start

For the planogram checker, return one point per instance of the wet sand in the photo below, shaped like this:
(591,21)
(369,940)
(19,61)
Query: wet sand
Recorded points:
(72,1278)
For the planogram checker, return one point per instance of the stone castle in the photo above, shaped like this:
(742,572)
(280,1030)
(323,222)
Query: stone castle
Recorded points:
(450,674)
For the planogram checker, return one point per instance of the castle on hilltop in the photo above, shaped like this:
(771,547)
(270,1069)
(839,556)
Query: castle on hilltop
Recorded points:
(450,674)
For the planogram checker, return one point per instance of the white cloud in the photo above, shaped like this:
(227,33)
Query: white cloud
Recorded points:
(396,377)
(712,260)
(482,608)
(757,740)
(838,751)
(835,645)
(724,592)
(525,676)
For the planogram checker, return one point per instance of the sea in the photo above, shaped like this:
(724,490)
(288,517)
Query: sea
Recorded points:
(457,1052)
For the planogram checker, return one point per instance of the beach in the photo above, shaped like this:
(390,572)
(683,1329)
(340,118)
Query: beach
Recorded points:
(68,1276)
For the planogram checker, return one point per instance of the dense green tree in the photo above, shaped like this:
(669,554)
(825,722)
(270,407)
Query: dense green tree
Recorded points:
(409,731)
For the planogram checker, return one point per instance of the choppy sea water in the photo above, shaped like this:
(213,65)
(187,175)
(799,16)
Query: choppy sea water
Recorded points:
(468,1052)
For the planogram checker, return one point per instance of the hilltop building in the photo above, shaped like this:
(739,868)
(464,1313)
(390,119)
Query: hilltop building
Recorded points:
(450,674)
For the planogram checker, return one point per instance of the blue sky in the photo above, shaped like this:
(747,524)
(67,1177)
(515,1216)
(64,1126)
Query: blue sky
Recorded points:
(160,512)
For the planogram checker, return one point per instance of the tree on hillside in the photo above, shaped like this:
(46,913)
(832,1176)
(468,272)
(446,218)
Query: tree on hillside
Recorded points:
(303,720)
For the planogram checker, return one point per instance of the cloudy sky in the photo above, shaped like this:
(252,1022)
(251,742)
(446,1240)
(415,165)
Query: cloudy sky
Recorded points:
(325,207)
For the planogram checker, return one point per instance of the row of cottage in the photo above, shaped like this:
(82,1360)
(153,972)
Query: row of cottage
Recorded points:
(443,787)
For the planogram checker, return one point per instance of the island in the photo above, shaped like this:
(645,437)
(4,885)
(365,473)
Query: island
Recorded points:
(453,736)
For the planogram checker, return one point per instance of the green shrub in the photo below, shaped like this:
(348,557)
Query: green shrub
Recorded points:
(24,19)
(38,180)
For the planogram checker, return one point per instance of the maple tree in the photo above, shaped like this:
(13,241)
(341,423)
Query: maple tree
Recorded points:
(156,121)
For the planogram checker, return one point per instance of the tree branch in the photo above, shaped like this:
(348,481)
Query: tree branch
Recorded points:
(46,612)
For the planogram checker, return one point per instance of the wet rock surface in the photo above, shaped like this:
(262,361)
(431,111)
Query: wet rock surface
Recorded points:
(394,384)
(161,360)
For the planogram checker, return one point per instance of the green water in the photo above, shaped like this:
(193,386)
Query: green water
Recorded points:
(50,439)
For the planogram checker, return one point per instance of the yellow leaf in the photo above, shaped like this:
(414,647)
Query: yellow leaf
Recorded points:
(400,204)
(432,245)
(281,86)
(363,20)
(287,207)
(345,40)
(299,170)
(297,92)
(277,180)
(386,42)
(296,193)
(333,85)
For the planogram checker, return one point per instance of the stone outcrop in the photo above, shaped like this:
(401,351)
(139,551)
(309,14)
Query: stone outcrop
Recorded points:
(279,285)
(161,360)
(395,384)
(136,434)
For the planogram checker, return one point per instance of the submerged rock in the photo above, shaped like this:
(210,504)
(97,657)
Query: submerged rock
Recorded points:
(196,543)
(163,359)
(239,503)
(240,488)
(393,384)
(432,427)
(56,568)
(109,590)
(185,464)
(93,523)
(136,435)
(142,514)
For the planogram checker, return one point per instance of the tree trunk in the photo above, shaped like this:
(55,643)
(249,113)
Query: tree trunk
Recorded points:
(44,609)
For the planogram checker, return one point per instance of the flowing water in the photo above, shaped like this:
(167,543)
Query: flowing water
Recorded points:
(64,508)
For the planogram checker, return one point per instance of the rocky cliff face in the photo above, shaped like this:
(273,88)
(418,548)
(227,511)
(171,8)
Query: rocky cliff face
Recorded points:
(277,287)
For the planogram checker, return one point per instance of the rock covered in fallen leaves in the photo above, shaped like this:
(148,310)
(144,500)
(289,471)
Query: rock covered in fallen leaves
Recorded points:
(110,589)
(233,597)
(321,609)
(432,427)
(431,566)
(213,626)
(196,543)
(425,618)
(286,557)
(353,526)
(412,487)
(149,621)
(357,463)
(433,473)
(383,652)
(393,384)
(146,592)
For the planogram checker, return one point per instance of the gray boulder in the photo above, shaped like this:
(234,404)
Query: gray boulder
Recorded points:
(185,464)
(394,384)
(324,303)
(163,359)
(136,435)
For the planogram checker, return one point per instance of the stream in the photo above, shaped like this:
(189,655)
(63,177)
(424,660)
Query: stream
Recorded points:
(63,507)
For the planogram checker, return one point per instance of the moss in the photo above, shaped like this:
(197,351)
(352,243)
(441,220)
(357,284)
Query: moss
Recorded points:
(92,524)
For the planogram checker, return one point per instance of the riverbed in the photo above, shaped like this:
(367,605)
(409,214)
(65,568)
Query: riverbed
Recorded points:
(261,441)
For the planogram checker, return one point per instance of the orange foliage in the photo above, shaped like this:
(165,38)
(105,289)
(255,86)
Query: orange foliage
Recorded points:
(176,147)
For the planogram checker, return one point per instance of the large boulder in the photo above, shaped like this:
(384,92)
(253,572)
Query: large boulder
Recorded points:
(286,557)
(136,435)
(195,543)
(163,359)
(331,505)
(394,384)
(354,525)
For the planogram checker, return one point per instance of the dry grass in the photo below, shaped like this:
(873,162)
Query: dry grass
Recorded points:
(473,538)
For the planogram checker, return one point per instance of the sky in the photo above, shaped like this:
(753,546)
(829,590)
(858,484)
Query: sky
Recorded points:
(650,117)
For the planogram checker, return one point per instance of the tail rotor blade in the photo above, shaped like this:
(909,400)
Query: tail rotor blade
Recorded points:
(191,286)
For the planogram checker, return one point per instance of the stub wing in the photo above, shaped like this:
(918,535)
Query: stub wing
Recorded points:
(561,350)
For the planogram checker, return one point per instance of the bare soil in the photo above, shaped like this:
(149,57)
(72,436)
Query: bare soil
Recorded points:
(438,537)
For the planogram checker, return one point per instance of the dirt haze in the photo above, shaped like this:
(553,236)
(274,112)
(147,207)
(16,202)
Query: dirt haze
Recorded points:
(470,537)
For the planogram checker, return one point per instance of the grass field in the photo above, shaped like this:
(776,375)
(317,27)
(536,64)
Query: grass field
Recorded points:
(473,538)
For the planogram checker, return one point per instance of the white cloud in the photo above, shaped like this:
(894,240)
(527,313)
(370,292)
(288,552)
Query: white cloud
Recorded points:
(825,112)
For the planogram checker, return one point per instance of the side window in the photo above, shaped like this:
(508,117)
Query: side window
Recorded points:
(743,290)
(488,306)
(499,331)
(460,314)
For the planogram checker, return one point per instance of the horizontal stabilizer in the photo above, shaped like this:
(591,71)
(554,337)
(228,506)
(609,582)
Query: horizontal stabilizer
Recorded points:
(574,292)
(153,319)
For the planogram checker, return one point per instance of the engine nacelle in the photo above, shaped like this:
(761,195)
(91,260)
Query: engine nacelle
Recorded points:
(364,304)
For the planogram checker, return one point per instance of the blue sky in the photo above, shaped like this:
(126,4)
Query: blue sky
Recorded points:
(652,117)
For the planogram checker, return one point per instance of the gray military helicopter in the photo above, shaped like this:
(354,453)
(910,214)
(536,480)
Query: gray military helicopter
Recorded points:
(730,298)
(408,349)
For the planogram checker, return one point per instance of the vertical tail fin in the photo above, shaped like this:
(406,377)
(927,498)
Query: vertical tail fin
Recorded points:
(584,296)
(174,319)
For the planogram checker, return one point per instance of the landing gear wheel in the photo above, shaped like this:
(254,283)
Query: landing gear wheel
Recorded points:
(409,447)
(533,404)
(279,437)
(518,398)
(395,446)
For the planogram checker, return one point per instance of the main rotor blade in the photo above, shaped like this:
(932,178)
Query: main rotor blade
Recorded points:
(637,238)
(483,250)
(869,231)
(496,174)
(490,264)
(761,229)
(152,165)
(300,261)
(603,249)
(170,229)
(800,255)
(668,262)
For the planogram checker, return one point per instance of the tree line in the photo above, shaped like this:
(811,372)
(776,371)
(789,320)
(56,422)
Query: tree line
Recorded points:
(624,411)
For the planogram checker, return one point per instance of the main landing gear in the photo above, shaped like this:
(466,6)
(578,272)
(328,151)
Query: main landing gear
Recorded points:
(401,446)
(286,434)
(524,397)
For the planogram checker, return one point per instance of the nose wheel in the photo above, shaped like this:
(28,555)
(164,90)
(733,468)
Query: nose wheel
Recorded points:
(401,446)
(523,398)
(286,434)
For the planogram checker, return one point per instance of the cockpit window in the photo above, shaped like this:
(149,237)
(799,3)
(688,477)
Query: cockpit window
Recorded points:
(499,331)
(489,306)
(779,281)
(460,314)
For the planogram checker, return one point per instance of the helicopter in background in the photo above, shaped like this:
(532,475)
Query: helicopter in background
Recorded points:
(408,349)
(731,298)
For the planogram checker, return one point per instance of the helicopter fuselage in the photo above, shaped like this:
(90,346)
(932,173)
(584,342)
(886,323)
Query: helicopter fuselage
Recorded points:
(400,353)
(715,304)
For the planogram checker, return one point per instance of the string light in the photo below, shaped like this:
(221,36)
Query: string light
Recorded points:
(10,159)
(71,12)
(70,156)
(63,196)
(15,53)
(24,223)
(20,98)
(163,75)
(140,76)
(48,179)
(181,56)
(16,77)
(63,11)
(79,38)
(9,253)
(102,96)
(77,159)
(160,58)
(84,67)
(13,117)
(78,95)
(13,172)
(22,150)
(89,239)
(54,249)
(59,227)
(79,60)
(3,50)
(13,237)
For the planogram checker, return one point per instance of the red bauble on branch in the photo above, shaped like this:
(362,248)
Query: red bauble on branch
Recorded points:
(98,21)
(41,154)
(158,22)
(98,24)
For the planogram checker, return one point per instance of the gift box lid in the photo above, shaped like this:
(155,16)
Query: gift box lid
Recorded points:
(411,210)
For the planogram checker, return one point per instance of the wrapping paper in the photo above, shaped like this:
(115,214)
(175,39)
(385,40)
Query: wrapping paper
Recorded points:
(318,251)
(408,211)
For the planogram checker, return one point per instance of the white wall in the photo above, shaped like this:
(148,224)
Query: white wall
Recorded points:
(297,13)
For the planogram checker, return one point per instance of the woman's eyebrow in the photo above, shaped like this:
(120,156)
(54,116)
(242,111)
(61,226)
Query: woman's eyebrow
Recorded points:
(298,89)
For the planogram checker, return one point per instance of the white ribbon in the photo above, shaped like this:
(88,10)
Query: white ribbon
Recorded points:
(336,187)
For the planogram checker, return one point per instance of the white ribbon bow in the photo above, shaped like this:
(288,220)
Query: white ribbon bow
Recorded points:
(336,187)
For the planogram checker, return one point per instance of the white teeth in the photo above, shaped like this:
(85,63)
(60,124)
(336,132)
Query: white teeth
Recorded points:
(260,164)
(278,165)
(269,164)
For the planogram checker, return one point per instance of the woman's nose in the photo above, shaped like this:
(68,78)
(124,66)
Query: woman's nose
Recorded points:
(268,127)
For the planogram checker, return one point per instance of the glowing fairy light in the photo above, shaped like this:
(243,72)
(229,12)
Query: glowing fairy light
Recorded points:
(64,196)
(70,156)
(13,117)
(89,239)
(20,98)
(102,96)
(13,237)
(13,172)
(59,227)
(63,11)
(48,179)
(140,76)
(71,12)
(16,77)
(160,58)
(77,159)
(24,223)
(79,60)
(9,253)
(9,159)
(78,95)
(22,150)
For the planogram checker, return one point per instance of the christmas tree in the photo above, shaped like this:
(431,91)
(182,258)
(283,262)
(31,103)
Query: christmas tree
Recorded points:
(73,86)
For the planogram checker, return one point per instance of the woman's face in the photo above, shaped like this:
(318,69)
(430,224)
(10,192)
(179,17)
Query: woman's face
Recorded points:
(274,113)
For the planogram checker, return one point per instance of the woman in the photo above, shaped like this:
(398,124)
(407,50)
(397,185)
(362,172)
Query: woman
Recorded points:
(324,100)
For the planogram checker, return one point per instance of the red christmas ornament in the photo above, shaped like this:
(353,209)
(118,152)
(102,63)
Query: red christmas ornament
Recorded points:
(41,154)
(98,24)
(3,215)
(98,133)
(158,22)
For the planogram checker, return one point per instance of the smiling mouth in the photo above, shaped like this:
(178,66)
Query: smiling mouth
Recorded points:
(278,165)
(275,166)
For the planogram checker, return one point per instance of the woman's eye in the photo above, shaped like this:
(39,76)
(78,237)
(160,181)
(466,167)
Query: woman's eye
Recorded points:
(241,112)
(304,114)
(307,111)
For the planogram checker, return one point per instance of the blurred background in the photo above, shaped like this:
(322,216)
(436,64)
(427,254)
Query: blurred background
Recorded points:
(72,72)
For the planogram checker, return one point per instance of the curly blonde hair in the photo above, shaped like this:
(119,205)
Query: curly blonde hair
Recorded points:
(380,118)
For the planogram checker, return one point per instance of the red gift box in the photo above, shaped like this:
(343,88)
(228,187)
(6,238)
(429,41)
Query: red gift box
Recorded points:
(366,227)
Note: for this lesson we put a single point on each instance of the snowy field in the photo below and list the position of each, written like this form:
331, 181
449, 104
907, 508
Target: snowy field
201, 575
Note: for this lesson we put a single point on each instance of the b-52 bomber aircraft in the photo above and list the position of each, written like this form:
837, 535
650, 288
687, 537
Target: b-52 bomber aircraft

end

-- PROBLEM STATEMENT --
Write out only what runs from the line holding "the red gift" through the last line of the records, exactly as shown.

-- COMPLETED TASK --
For the planogram checker, return one point per instance of the red gift box in the photo above, shaped like this:
(343,88)
(228,187)
(6,238)
(429,41)
Query: red gift box
Recorded points:
(366,227)
Note: for this lesson we put a single point on each instance of the snowy field in the photo below and list the position of each, written like this form:
331, 181
449, 104
907, 508
Target: snowy field
201, 575
Note: for this lesson we put a single point on each instance of the b-52 bomber aircraft in the photo above and list the position of each, written like this form:
837, 535
650, 288
687, 537
Target: b-52 bomber aircraft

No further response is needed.